**ASSIGNED TASK**: Render the lines below as a JSON list of strings, one string per line, skipping any blank lines. Leave the pictures out.
----- SUPPLIED MATERIAL
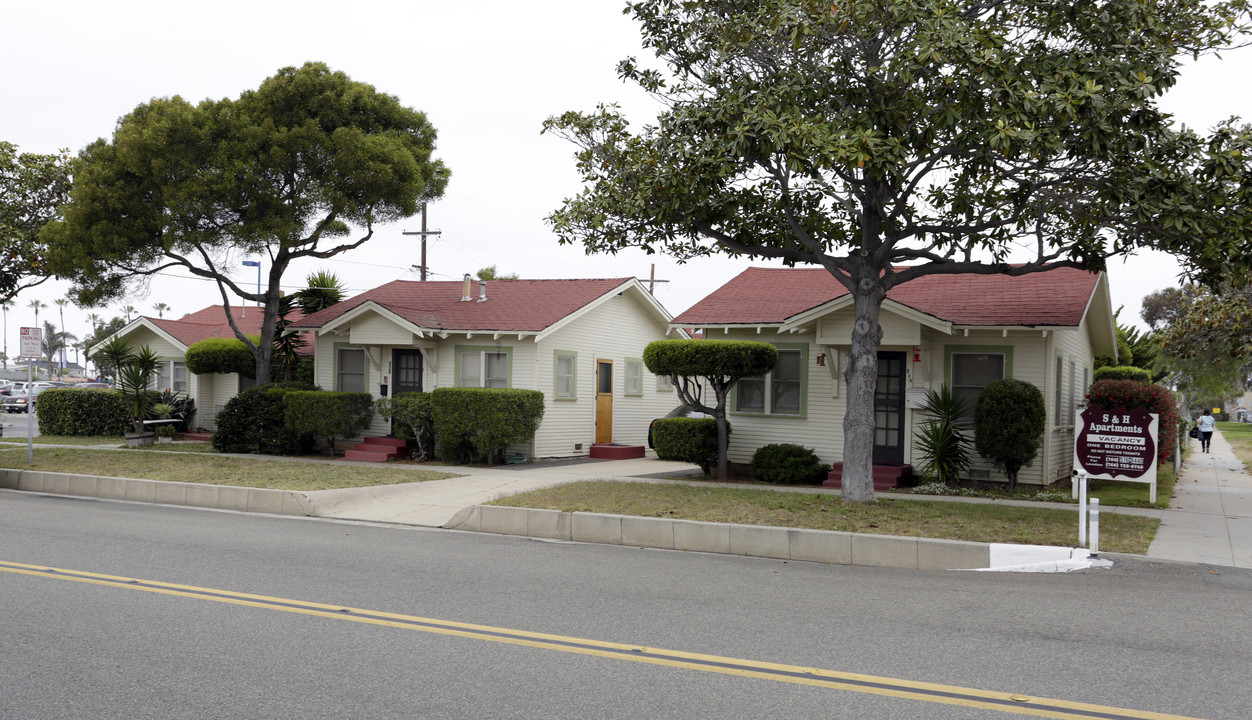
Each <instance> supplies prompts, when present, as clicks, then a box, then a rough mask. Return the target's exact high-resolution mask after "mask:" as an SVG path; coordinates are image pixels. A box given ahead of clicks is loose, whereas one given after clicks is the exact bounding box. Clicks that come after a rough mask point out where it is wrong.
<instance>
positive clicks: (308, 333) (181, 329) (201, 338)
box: [144, 306, 313, 354]
mask: <svg viewBox="0 0 1252 720" xmlns="http://www.w3.org/2000/svg"><path fill="white" fill-rule="evenodd" d="M295 312H297V314H298V313H299V311H295ZM230 313H232V314H233V316H234V318H235V324H238V326H239V329H242V331H243V332H244V334H253V336H255V334H260V321H262V319H264V308H258V307H252V306H247V307H244V306H230ZM144 319H146V321H148V322H150V323H151V324H154V326H156V327H159V328H160V329H163V331H165V332H167V333H169V334H170V336H172V337H173V338H174V339H177V341H178V342H180V343H183V344H184V346H188V347H190V346H192V344H194V343H198V342H200V341H203V339H208V338H233V337H235V334H234V331H233V329H232V328H230V323H229V322H227V316H225V306H209V307H207V308H204V309H202V311H195V312H194V313H189V314H185V316H183V317H182V318H179V319H177V321H174V319H168V318H150V317H146V316H144ZM304 341H305V343H307V344H305V346H304V347H302V348H300V349H299V353H300V354H313V337H312V334H309V333H304Z"/></svg>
----------
**SOLVED PROBLEM**:
[
  "Each <instance> supplies prompts, when present, as clicks, then a box, then a rough mask. Return the target's exact high-resolution mask after \"mask:\" as an SVG path; coordinates are image pixels. A box given ahead of clicks is loose, whereas one given after clicks is the exact bounding box. Clicks that come after a rough mask point out where it is wrong.",
  "<instance>",
  "positive clicks: (308, 333) (181, 329) (201, 338)",
  "box: [144, 306, 313, 354]",
  "mask: <svg viewBox=\"0 0 1252 720\" xmlns=\"http://www.w3.org/2000/svg\"><path fill=\"white\" fill-rule=\"evenodd\" d=\"M295 312H297V314H298V313H299V311H295ZM230 313H232V314H233V316H234V318H235V324H238V326H239V329H242V331H243V332H244V334H253V336H255V334H260V321H262V319H264V308H258V307H252V306H247V307H244V306H230ZM144 319H146V321H148V322H150V323H151V324H154V326H156V327H159V328H160V329H163V331H165V332H167V333H169V334H170V336H172V337H173V338H174V339H177V341H178V342H180V343H183V344H184V346H188V347H190V346H192V344H194V343H198V342H200V341H203V339H208V338H233V337H235V334H234V331H233V329H232V328H230V323H229V322H227V316H225V306H209V307H207V308H204V309H202V311H195V312H194V313H189V314H185V316H183V317H182V318H179V319H177V321H174V319H168V318H150V317H146V316H144ZM304 341H305V343H307V344H305V346H304V347H302V348H300V349H299V353H300V354H313V337H312V334H309V333H304Z\"/></svg>"
]